**Directions**
Count the lines below that contain the string "horse". Reply with the number alone.

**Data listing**
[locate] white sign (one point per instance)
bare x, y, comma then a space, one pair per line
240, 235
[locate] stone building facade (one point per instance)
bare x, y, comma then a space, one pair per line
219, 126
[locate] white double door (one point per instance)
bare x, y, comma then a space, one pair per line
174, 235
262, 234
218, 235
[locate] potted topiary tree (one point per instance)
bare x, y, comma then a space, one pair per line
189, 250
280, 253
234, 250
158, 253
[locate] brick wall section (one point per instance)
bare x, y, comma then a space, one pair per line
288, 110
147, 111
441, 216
...
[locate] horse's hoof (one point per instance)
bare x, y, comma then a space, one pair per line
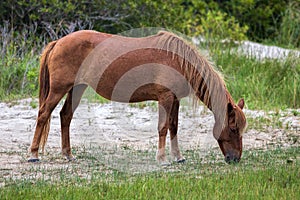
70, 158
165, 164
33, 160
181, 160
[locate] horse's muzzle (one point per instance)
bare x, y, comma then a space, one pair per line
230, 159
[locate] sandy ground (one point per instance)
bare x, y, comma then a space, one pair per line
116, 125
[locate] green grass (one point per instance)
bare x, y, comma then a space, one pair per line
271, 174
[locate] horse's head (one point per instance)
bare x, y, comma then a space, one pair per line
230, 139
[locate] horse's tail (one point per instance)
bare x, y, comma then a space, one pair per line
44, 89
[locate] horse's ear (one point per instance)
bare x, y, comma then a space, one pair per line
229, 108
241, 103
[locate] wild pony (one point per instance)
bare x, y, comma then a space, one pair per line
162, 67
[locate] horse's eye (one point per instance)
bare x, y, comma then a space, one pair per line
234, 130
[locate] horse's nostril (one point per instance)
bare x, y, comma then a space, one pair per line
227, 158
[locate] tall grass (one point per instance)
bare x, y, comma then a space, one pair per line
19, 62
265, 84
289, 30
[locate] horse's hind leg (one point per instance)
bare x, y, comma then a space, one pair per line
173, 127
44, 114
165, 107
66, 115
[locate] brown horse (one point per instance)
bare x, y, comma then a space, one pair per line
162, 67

**Exercise answer**
9